[Stored data entries]
---*---

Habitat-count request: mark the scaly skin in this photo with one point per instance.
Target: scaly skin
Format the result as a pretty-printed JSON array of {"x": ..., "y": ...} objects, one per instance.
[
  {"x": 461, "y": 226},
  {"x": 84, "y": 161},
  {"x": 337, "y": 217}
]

---*---

## [Exercise brief]
Copy the lines above exactly, leaving every word as it is.

## [Completed task]
Habitat-count request: mark the scaly skin in this photo with one point per instance.
Target: scaly skin
Format the result as a pretty-printed JSON array of {"x": ..., "y": ...} objects, one per instance.
[
  {"x": 461, "y": 226},
  {"x": 84, "y": 161},
  {"x": 337, "y": 217}
]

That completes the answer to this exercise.